**Short exercise 1:**
Return as a JSON list of strings, one per line with blank lines omitted, the part of the records that opens with the line containing "segment --target=canopy tent" and closes with the line containing "M 0 100 L 9".

**Page extract:**
——————

Columbia, Barnard Complete the First NCAA Self-Study
Columbia and Barnard have announced the completion of their National Collegiate Athletic Association (NCAA) Self-Study report, the first by an Ivy League school since the association established the requirement for Division I institutions in 1993. Four University committees, composed of faculty, administrators and students, worked for more than a year to complete the report, which describes all facets of intercollegiate athletics at Columbia and Barnard.
The NCAA now asks institutions to conduct a self-study every five years to open their athletic affairs to the university community and the public, to help set standards for the operation of athletic programs and to detect and correct any deficiencies. The study examines governance and rules compliance, academic integrity, fiscal integrity, and commitment to equity.
Provost Jonathan Cole will hold an open meeting at Noon on Oct. 18 in Ferris Booth Hall to discuss the report, NCAA certification and other issues pertaining to intercollegiate athletics.

——————

**Short exercise 2:**
Repeat word for word the part of the NCAA self-study announcement that opens with the words "Provost Jonathan Cole" and closes with "to intercollegiate athletics.".

——————

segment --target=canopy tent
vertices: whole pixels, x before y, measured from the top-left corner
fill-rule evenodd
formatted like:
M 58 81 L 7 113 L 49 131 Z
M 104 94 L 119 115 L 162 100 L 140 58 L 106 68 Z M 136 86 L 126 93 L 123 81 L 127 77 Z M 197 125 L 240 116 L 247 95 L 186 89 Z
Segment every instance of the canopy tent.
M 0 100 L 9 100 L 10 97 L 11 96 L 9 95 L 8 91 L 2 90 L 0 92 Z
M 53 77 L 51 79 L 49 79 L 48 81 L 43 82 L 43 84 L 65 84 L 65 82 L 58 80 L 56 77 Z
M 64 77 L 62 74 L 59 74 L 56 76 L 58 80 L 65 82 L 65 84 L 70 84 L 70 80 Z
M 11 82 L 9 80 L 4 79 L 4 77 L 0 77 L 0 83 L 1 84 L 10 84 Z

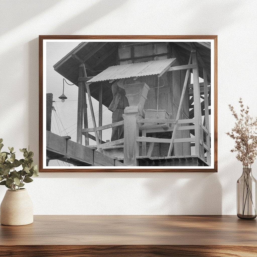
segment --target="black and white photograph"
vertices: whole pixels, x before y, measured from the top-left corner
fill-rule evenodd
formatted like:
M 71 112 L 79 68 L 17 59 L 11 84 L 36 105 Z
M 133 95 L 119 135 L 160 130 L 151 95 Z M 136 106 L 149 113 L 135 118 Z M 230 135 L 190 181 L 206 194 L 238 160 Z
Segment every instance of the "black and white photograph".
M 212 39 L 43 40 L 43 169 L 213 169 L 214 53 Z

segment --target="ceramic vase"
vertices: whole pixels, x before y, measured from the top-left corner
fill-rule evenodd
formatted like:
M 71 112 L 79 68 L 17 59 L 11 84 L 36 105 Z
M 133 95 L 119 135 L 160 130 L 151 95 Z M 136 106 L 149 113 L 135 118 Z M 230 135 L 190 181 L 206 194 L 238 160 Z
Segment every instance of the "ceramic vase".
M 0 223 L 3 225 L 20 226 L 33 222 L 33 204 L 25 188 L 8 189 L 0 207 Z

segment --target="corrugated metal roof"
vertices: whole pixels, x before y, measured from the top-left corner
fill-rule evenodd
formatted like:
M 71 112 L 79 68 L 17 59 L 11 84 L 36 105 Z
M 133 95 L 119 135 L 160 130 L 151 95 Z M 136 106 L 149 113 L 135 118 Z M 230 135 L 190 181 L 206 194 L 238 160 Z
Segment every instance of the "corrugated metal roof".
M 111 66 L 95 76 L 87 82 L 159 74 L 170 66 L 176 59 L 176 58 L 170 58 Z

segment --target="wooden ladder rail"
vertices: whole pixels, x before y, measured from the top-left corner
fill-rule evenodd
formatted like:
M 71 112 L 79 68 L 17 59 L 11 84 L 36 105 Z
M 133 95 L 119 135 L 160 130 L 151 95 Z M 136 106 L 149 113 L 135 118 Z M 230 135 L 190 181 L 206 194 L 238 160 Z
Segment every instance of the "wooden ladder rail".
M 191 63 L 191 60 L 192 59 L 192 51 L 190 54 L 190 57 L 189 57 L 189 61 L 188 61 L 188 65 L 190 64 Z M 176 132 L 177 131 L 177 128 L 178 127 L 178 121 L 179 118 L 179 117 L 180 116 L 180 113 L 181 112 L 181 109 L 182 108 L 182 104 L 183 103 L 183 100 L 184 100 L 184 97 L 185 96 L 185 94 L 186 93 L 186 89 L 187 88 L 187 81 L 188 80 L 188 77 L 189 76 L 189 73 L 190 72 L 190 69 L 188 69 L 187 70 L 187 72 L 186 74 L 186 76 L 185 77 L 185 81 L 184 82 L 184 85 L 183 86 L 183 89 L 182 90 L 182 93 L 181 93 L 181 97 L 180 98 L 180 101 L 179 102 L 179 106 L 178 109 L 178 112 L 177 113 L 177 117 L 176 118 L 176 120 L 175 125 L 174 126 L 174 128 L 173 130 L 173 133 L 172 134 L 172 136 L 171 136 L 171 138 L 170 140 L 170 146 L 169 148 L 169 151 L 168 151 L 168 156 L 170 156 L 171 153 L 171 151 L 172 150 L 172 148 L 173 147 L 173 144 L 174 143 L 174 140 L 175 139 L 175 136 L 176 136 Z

——————

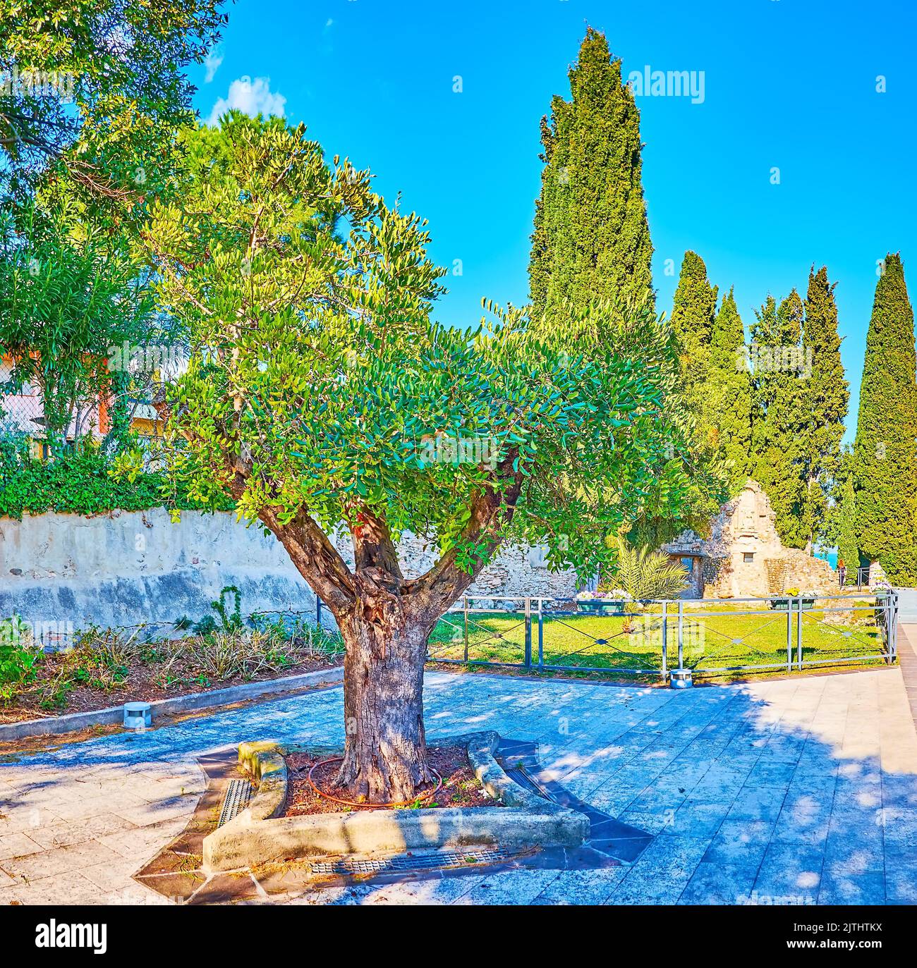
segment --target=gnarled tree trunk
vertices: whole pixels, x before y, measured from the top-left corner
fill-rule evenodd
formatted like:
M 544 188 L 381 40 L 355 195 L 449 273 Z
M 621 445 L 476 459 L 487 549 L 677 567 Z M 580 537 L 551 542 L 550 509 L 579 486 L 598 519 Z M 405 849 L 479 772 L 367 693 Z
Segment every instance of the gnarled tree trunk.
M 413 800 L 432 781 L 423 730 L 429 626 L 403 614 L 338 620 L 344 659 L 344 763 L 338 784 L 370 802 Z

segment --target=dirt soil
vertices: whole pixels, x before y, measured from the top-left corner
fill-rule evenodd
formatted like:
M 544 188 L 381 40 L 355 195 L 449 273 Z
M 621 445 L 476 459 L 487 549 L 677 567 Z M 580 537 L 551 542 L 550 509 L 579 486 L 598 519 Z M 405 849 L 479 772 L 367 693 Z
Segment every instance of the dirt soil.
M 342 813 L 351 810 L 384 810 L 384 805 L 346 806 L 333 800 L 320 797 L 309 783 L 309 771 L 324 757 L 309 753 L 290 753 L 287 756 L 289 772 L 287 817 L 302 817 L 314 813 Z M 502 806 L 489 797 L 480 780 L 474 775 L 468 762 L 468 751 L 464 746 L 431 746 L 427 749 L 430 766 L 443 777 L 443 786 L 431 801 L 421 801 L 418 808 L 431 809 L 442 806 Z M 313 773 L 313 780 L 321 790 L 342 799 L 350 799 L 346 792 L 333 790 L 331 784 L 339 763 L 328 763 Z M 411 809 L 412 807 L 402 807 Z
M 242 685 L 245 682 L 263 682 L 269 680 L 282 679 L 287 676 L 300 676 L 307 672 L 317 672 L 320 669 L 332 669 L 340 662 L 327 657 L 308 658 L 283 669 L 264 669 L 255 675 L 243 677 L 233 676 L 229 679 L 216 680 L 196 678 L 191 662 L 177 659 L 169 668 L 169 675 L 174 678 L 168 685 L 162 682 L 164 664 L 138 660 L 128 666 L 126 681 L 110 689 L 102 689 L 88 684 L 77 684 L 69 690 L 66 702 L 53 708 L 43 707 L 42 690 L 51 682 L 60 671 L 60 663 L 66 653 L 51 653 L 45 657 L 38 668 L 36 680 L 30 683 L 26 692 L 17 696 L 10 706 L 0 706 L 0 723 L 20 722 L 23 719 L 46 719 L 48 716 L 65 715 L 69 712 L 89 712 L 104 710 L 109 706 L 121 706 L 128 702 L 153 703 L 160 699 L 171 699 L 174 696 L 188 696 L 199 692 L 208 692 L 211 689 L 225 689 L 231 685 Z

——————

**Correct output 1:**
[
  "segment --target=canopy tent",
  "vertices: whole pixels, x before y, measured from the top-left corner",
  "fill-rule evenodd",
  "formatted like:",
  "M 58 81 L 7 113 L 49 131 Z",
  "M 104 94 L 119 115 L 162 100 L 140 58 L 106 68 Z M 136 86 L 126 93 L 123 81 L 127 77 Z M 197 125 L 240 116 L 247 95 L 186 89 Z",
  "Segment every instance of the canopy tent.",
  "M 0 100 L 9 100 L 10 97 L 11 96 L 9 95 L 8 91 L 2 90 L 0 92 Z"
]

**Correct output 2:**
Provost Jonathan Cole will hold an open meeting at Noon on Oct. 18 in Ferris Booth Hall to discuss the report, NCAA certification and other issues pertaining to intercollegiate athletics.